HOW TO COMPLETE THIS TASK ->
Below are the records; repeat them in full, exactly.

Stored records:
[Start of section]
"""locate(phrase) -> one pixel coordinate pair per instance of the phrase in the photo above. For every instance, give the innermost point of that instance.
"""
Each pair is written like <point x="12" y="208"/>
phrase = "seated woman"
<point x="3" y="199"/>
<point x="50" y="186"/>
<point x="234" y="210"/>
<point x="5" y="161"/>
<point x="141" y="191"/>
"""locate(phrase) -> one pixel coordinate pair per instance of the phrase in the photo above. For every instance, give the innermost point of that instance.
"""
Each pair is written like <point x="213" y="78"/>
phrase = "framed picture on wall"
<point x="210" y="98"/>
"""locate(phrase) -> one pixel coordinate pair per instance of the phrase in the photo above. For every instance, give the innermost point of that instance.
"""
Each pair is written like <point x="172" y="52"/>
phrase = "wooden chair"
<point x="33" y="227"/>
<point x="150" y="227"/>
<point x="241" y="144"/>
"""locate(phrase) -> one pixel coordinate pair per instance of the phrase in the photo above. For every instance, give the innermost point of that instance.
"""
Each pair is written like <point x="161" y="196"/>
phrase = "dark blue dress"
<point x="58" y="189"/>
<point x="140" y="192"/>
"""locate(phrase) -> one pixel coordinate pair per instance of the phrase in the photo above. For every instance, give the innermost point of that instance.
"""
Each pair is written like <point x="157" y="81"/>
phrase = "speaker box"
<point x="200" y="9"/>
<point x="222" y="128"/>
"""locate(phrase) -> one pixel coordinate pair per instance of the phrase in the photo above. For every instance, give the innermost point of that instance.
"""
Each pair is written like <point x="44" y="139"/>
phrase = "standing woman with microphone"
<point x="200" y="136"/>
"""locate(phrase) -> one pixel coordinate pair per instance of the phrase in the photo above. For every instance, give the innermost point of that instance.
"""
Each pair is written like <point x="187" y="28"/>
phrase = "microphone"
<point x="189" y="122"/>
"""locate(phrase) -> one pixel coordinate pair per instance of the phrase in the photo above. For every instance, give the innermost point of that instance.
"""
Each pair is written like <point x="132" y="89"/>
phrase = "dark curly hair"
[End of section]
YOUR RESPONSE ->
"""locate(phrase) -> one pixel coordinate pair per instance of the phrase in the photo above. For every instance, give the innermost point of that instance.
"""
Each pair is written like <point x="12" y="208"/>
phrase = "seated woman"
<point x="3" y="199"/>
<point x="50" y="186"/>
<point x="234" y="210"/>
<point x="5" y="161"/>
<point x="141" y="191"/>
"""locate(phrase) -> one pixel coordinate pair per instance of the phrase in the photo above. For every instance, give the innermost point of that instance.
"""
Each pair is written like <point x="213" y="78"/>
phrase = "framed picture on wall"
<point x="210" y="98"/>
"""locate(phrase) -> one pixel coordinate pair per instance of the phrase in the photo above. For every instance, give the innermost point of that instance.
"""
Each pair is written like <point x="172" y="52"/>
phrase = "wooden chair"
<point x="33" y="227"/>
<point x="150" y="227"/>
<point x="241" y="144"/>
"""locate(phrase) -> one pixel coordinate pair per instance of the phrase in the photo above. For every instance, give the innermost point of that instance.
"""
Each pair is written like <point x="161" y="196"/>
phrase = "dark blue dress"
<point x="58" y="189"/>
<point x="140" y="192"/>
"""locate(phrase) -> one pixel coordinate pair per instance of the phrase in the photo above. For every instance, give the innermost point of that instance.
"""
Each pair is written like <point x="157" y="81"/>
phrase = "speaker box"
<point x="200" y="9"/>
<point x="222" y="128"/>
"""locate(phrase) -> one pixel coordinate pair per instance of the phrase in the photo above. For every instance, give the innermost point of that instance.
"""
Each pair is written like <point x="44" y="139"/>
phrase = "standing woman with microphone"
<point x="200" y="136"/>
"""locate(phrase) -> one pixel coordinate pair per instance of the phrase in the photo above. For every instance, give the innermost point of that instance.
"""
Each pair is written like <point x="187" y="28"/>
phrase = "microphone"
<point x="189" y="122"/>
"""locate(phrase) -> one pixel coordinate pair per instance of the phrase in the photo above. For every instance, give the innermost point of that instance.
"""
Each pair is written like <point x="132" y="89"/>
phrase = "dark curly hair"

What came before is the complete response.